═══ DOCUMENT EXTRACT

# Tordon 22 - Anyone use it on your hay fields?



## VA Haymaker (Jul 1, 2014)

Browsing some herbicides and reading about Tordon 22. Might be an option to diverse the application of herbicides to help prevent resistant weeds. Looks like a pesticides license is required for application, but didn't see any residual that requires hay to stay where it's harvested like GrazonNext XL for 18 months.?
Anyone use this stuff, when do you reach for it? Good, bad and ugly if it?

Thanks!
Bill


----------



## reede (May 17, 2010)

This is the residual component of Grazon P + D. So, combined with 2,4D you have the basis for the original Grazon formula. This is also the part of the mix that makes Grazon require the applicators license. So, there is the residual action on legumes and other broadleaves for 6 months to a year, if you are wanting those growing. Alfalfa is sensitive out to about a year

Is this in a hayfield, pasture? What are you growing?

Reed


----------



## VA Haymaker (Jul 1, 2014)

══════
═══ SUPPLIED RECORDS

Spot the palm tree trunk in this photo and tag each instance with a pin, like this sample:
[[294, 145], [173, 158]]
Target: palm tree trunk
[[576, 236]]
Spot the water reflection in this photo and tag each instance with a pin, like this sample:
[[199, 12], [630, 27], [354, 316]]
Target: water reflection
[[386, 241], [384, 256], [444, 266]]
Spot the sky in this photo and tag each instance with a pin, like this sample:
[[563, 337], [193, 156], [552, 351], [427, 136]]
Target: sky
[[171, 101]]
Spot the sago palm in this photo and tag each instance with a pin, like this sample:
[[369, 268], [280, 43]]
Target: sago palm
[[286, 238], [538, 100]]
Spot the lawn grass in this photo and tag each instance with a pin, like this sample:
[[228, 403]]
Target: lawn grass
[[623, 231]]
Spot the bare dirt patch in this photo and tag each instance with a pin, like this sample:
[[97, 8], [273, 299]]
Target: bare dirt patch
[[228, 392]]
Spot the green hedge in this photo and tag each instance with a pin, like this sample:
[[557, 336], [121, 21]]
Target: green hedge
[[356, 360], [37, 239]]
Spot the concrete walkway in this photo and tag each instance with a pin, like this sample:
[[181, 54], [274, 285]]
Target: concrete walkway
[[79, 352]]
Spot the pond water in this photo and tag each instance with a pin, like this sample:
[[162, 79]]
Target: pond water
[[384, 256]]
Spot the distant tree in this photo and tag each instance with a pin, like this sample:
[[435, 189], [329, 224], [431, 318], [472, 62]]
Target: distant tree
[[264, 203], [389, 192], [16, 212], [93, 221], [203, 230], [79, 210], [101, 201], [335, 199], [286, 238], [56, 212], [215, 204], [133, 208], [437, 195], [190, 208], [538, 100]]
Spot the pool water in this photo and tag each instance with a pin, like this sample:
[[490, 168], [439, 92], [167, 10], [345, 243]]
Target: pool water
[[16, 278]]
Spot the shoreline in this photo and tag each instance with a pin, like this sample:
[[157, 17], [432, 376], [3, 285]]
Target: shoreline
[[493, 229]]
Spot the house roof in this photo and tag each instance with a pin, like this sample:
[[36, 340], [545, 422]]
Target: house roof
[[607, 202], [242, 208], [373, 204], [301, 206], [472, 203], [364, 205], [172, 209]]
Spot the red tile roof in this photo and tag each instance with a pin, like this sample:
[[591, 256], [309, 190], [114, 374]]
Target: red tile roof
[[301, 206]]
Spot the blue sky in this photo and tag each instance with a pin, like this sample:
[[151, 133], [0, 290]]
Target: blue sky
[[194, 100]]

══════

STATED GOAL 1 -
Answer these questions about the Tordon 22 thread:
(a) Which product does VA Haymaker say requires hay to stay where it is harvested, and for how long?
(b) According to reede, Tordon 22 is the residual component of which product?
(c) How long does reede say alfalfa is sensitive?
STATED GOAL 2 -
Give what comes next in the Tordon 22 forum thread, picking up after its final heading.

WRITTEN RESPONSE 1 -
(a) GrazonNext XL, for 18 months.
(b) Grazon P + D.
(c) Out to about a year.

WRITTEN RESPONSE 2 -
reede said:


> This is the residual component of Grazon P + D. So, combined with 2,4D you have the basis for the original Grazon formula. This is also the part of the mix that makes Grazon require the applicators license. So, there is the residual action on legumes and other broadleaves for 6 months to a year, if you are wanting those growing. Alfalfa is sensitive out to about a year
> 
> Is this in a hayfield, pasture? What are you growing?
> 
> Reed


Have done more reading and think this is not for my hay fields due to the residuals as I sell everything. I'm growing timothy, teff, mixed grass and have had OG in prior years. No legumes.

Thanks!

Bill


----------



## reede (May 17, 2010)

So in that case it would work for the weed control component, but you could have the manure carryover of killing veggies if you put manure on the vegetable garden. That is the part that gets into how it fits into your program.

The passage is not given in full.